— start of Material for the task —
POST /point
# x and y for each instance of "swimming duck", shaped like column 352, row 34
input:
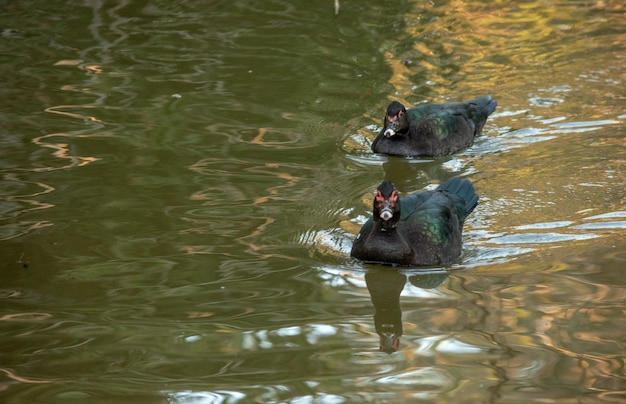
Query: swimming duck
column 432, row 129
column 423, row 228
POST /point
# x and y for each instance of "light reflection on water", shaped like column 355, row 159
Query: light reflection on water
column 180, row 190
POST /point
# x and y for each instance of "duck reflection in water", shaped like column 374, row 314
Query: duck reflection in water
column 385, row 287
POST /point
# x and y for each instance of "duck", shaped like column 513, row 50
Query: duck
column 421, row 229
column 432, row 130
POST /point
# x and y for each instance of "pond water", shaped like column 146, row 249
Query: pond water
column 182, row 181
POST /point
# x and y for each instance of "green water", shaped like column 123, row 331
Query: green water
column 181, row 183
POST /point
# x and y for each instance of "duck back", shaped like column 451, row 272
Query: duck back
column 429, row 231
column 437, row 129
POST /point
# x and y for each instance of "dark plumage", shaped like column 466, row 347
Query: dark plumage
column 423, row 228
column 432, row 129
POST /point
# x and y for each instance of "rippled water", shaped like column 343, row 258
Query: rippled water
column 181, row 183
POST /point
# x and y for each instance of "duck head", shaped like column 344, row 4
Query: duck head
column 396, row 119
column 387, row 205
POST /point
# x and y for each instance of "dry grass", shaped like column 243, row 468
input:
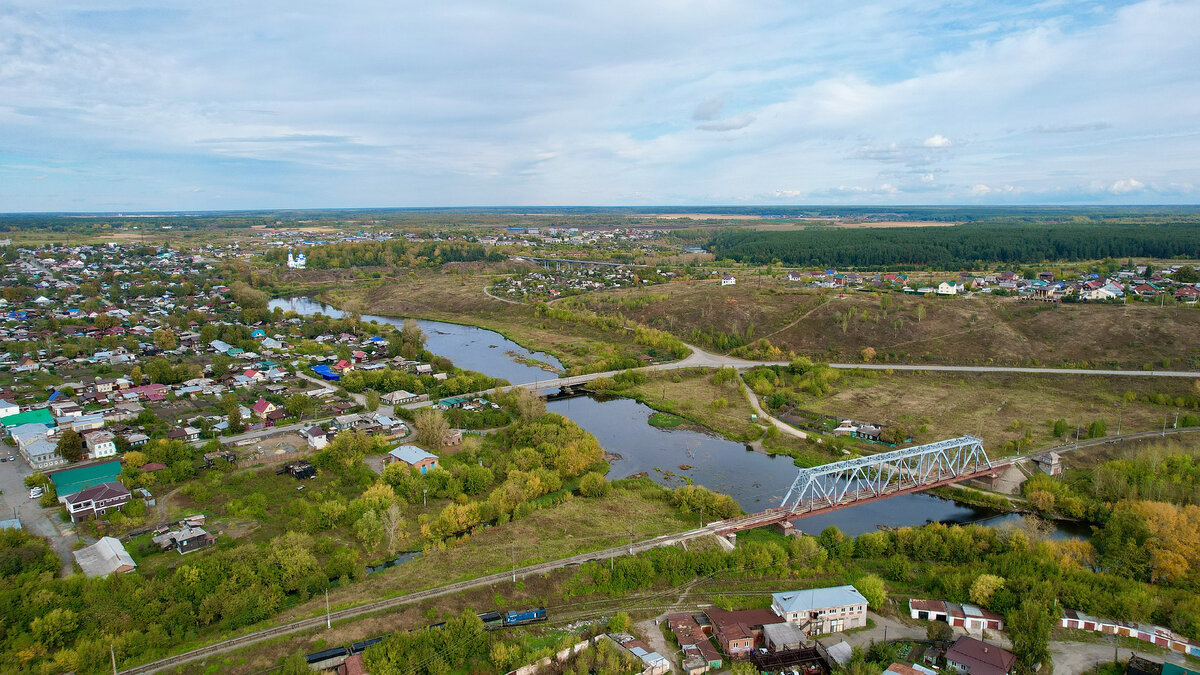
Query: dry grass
column 576, row 526
column 978, row 330
column 997, row 407
column 691, row 394
column 461, row 298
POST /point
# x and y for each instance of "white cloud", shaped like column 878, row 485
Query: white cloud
column 1127, row 185
column 281, row 105
column 708, row 109
column 727, row 124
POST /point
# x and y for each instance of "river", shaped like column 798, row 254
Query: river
column 622, row 425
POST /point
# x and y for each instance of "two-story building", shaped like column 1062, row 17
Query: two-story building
column 96, row 500
column 822, row 610
column 100, row 444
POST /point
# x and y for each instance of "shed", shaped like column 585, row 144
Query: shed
column 783, row 637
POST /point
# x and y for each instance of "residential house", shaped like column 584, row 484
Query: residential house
column 100, row 444
column 106, row 556
column 699, row 653
column 399, row 398
column 1187, row 294
column 186, row 539
column 96, row 500
column 263, row 407
column 413, row 457
column 822, row 610
column 976, row 657
column 738, row 631
column 1049, row 463
column 949, row 288
column 317, row 437
column 967, row 616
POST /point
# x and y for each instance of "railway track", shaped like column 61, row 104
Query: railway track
column 409, row 598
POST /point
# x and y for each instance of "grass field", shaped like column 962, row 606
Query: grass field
column 979, row 330
column 691, row 394
column 460, row 298
column 573, row 527
column 999, row 407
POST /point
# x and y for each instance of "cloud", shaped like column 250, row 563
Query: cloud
column 1069, row 127
column 1127, row 185
column 282, row 105
column 727, row 124
column 708, row 109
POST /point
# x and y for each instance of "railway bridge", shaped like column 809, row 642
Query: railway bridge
column 851, row 482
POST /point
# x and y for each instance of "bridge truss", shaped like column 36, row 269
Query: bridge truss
column 883, row 475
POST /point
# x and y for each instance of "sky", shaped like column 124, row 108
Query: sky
column 113, row 106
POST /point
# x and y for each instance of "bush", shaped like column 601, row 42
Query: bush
column 594, row 485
— end of Material for the task —
_What is being asked_:
Copy the listing word for word from its first line through the line containing "column 437, row 129", including that line, and leave the pictures out of your copy.

_Result of the exercise_:
POST /point
# x and y for each instance of "swimming duck", shaped like column 352, row 34
input:
Query: swimming duck
column 432, row 129
column 423, row 228
POST /point
# x and y for each instance of "light reflection on water", shaped like column 355, row 159
Query: light reflection on water
column 180, row 190
POST /point
# x and y for each instance of "duck reflection in water", shaped like column 374, row 314
Query: duck reflection in water
column 385, row 287
POST /point
# x and y for each instance of "duck", shaped like column 513, row 50
Query: duck
column 421, row 229
column 432, row 130
POST /point
# x and y for each instance of "pond water", shaped like column 146, row 249
Query: pond water
column 182, row 181
POST /point
# x and y for each instance of "green water", shaped like column 123, row 331
Query: green water
column 181, row 183
POST /point
# x and y for each instance of "duck back", shaped like column 451, row 272
Query: duck back
column 429, row 231
column 437, row 129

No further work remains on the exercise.